DATA FOR ANALYSIS START

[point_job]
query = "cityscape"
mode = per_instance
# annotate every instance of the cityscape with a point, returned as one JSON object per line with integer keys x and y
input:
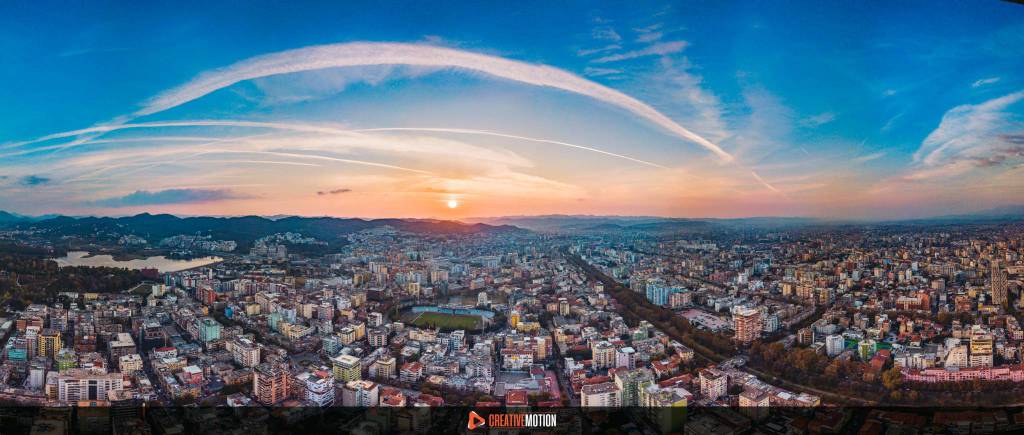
{"x": 420, "y": 217}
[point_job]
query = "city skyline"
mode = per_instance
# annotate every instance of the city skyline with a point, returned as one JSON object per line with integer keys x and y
{"x": 852, "y": 112}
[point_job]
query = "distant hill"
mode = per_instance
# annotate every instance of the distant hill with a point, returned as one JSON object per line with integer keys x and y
{"x": 8, "y": 219}
{"x": 248, "y": 228}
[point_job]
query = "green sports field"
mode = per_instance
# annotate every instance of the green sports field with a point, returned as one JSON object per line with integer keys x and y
{"x": 443, "y": 321}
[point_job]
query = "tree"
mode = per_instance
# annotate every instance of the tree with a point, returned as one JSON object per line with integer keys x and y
{"x": 892, "y": 379}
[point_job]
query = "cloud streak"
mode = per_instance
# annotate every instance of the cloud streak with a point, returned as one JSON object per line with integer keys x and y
{"x": 512, "y": 136}
{"x": 173, "y": 196}
{"x": 366, "y": 53}
{"x": 660, "y": 48}
{"x": 334, "y": 191}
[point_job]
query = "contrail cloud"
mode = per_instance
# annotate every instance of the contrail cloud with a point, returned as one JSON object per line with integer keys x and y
{"x": 303, "y": 128}
{"x": 370, "y": 53}
{"x": 510, "y": 136}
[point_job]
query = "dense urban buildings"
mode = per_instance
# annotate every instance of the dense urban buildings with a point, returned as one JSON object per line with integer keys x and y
{"x": 531, "y": 318}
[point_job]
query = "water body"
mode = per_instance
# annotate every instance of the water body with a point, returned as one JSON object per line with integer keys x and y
{"x": 463, "y": 311}
{"x": 164, "y": 264}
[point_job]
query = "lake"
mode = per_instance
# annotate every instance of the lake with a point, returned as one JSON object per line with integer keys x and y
{"x": 164, "y": 264}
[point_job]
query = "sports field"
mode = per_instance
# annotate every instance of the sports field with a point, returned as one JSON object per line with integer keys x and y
{"x": 443, "y": 321}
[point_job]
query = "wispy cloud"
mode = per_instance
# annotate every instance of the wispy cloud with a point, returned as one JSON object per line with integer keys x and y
{"x": 984, "y": 82}
{"x": 605, "y": 33}
{"x": 599, "y": 72}
{"x": 334, "y": 191}
{"x": 968, "y": 131}
{"x": 174, "y": 196}
{"x": 366, "y": 53}
{"x": 589, "y": 51}
{"x": 649, "y": 37}
{"x": 660, "y": 48}
{"x": 818, "y": 120}
{"x": 870, "y": 157}
{"x": 34, "y": 180}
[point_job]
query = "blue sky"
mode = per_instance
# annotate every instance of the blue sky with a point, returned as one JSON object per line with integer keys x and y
{"x": 858, "y": 110}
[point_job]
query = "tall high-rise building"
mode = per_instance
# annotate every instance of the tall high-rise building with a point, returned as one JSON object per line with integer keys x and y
{"x": 631, "y": 383}
{"x": 209, "y": 330}
{"x": 81, "y": 384}
{"x": 981, "y": 348}
{"x": 747, "y": 323}
{"x": 998, "y": 285}
{"x": 269, "y": 384}
{"x": 49, "y": 343}
{"x": 346, "y": 367}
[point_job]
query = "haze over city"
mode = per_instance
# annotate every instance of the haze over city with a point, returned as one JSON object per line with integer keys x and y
{"x": 392, "y": 110}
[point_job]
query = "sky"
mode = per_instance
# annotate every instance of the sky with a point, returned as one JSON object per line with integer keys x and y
{"x": 456, "y": 110}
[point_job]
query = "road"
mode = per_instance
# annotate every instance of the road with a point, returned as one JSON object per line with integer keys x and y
{"x": 596, "y": 274}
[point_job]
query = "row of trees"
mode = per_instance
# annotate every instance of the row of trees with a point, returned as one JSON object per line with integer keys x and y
{"x": 29, "y": 276}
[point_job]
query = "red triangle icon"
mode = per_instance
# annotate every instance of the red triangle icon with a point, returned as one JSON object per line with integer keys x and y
{"x": 475, "y": 421}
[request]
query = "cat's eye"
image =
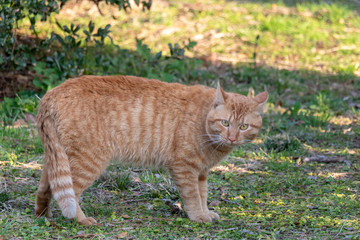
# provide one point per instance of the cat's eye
(244, 126)
(225, 123)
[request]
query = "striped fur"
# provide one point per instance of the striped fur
(86, 122)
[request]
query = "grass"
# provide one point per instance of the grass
(307, 58)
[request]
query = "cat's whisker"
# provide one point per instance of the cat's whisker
(211, 143)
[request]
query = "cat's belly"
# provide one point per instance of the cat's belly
(142, 156)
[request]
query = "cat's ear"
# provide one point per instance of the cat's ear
(220, 96)
(261, 99)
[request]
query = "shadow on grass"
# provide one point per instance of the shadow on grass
(351, 4)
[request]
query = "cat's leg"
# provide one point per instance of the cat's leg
(187, 182)
(43, 197)
(85, 170)
(203, 190)
(80, 216)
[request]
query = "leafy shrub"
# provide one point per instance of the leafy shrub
(16, 55)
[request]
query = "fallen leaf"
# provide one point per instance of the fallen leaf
(121, 235)
(84, 235)
(215, 203)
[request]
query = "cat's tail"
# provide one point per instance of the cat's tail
(56, 164)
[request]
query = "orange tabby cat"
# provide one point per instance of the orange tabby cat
(86, 122)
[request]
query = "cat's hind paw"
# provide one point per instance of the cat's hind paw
(209, 216)
(87, 221)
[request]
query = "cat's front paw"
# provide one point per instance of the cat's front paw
(201, 218)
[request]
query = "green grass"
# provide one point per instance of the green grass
(307, 58)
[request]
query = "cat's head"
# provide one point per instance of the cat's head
(234, 119)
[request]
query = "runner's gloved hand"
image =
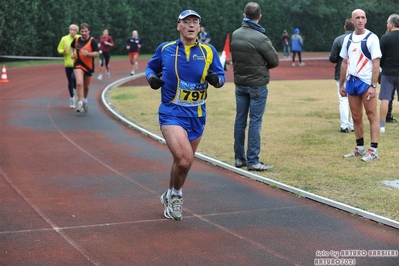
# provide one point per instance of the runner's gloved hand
(155, 82)
(212, 79)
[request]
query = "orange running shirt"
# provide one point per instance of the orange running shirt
(83, 62)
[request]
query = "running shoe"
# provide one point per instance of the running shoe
(72, 103)
(371, 155)
(259, 167)
(79, 108)
(85, 107)
(165, 202)
(174, 209)
(355, 152)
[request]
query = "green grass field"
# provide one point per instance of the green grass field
(299, 136)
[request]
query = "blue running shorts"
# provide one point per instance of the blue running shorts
(193, 125)
(355, 86)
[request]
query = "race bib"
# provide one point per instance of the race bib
(191, 94)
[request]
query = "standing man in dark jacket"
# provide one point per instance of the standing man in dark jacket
(253, 55)
(344, 111)
(390, 68)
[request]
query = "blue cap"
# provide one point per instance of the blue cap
(187, 13)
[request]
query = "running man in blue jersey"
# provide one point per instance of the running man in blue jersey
(186, 66)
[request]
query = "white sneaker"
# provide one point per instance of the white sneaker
(79, 108)
(371, 155)
(72, 103)
(355, 152)
(174, 209)
(85, 107)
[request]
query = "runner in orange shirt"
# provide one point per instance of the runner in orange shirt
(86, 49)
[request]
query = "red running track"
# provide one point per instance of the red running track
(83, 189)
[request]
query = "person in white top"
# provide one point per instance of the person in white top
(359, 72)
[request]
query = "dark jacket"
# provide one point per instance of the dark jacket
(253, 55)
(334, 54)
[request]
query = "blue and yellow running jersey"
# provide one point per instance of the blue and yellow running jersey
(183, 70)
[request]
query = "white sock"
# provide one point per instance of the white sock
(177, 192)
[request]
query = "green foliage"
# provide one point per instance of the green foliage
(34, 27)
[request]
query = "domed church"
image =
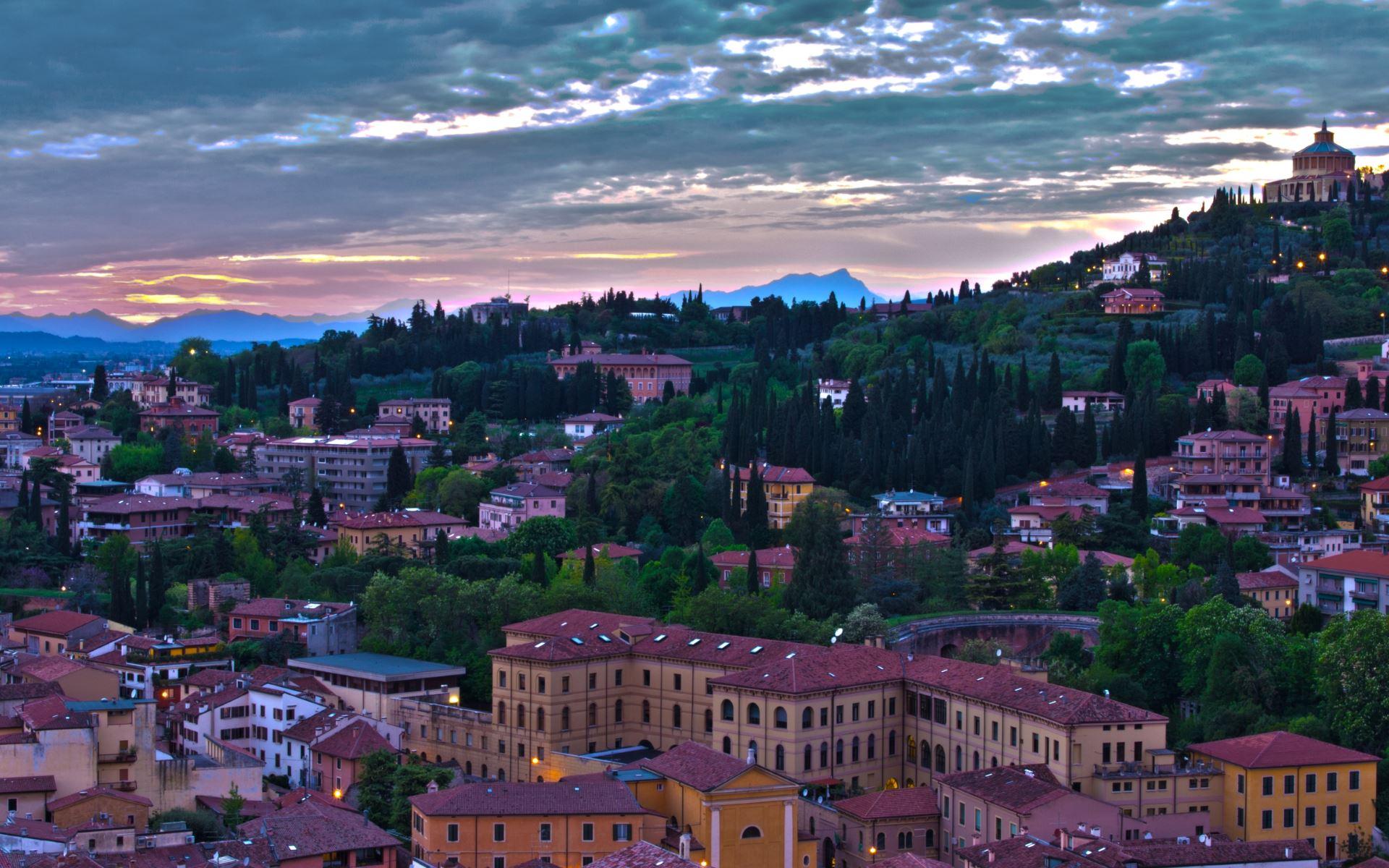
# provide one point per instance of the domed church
(1319, 169)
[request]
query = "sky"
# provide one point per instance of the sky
(334, 156)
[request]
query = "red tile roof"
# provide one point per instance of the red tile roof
(1362, 561)
(353, 741)
(1017, 788)
(54, 624)
(643, 854)
(98, 792)
(1280, 750)
(694, 764)
(528, 799)
(891, 804)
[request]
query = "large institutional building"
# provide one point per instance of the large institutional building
(1321, 171)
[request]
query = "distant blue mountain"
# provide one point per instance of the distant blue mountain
(800, 288)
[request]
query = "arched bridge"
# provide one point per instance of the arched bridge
(1027, 634)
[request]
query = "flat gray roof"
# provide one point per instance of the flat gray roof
(377, 665)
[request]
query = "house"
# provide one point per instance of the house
(833, 391)
(1284, 786)
(1076, 400)
(1127, 265)
(590, 424)
(410, 532)
(1345, 584)
(303, 413)
(1129, 300)
(191, 420)
(1274, 590)
(509, 822)
(774, 566)
(323, 628)
(783, 488)
(511, 504)
(646, 374)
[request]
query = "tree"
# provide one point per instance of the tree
(823, 585)
(1249, 371)
(1144, 365)
(1085, 588)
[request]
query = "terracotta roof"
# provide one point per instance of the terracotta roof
(1363, 561)
(528, 799)
(353, 741)
(95, 792)
(696, 765)
(891, 804)
(643, 854)
(1017, 788)
(54, 624)
(1280, 750)
(28, 783)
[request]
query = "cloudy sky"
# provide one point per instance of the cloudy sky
(330, 156)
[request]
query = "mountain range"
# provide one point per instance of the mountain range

DATA FOR ANALYSIS END

## WORK INSTRUCTION
Count the lines in the entries that hold the word "cityscape", and give nothing but the total.

## WRITTEN SOLUTION
2